- _What this task involves_: Shift every bounding box coordinate by -111 in the listing below, from the line containing "- **Target**: man's hand" down to the end of the listing. Write out each line in that span again, including the ones that carry no coordinates.

## start

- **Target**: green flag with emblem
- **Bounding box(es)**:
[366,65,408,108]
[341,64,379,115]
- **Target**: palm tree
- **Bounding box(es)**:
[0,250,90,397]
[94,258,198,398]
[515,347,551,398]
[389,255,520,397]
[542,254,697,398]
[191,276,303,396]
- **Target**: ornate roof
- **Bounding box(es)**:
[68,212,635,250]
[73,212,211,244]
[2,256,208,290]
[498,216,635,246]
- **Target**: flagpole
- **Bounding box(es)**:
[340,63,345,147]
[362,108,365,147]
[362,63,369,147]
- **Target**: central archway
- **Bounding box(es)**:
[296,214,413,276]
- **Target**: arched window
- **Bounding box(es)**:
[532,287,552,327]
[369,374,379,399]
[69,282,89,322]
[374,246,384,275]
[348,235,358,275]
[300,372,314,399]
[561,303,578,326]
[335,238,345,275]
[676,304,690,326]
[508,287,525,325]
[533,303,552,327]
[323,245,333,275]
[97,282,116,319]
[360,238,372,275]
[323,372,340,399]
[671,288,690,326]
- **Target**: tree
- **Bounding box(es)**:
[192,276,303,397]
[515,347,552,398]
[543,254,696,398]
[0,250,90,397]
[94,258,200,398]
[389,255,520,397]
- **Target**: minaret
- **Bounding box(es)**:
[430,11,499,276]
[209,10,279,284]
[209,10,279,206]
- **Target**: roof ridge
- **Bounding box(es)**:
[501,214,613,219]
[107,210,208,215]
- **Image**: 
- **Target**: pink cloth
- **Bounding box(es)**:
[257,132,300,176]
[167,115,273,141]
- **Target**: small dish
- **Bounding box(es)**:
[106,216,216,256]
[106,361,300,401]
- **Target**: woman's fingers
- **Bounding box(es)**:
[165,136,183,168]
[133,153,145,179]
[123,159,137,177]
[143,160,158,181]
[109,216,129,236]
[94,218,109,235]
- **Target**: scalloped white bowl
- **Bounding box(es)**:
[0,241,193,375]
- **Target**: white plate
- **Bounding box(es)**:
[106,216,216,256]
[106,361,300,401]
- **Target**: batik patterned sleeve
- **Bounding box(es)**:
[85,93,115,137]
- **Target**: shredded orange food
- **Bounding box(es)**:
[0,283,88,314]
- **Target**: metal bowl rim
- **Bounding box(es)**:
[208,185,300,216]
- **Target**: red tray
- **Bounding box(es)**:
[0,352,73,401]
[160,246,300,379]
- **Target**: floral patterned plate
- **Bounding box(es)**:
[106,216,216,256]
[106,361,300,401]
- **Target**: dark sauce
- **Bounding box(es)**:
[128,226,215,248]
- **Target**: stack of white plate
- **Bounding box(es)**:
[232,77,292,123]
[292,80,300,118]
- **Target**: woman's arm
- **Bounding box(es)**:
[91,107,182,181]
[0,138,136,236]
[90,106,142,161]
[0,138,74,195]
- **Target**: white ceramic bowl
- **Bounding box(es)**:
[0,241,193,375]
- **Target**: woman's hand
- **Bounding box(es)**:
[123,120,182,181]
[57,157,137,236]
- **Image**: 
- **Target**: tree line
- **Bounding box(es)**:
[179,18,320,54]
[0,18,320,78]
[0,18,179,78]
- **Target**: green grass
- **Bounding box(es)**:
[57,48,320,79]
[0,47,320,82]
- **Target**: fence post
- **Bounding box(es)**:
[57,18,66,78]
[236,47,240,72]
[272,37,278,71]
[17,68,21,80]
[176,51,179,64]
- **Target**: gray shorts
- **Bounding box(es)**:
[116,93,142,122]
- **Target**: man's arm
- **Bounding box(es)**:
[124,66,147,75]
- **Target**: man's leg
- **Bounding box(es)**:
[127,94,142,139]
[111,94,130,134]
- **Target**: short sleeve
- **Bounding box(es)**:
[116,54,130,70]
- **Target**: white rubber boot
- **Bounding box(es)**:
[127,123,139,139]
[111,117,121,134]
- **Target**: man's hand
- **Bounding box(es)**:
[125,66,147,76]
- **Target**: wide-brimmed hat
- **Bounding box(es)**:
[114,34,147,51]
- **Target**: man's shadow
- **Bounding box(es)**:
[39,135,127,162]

## end

- _In response_:
- **Target**: man's hand
- **Bounding box(es)**:
[14,-45,36,-35]
- **Target**: wide-brimmed hat
- **Bounding box(es)**:
[3,-77,36,-60]
- **Target**: man's shadow
- **Bounding box(es)**:
[-72,24,16,51]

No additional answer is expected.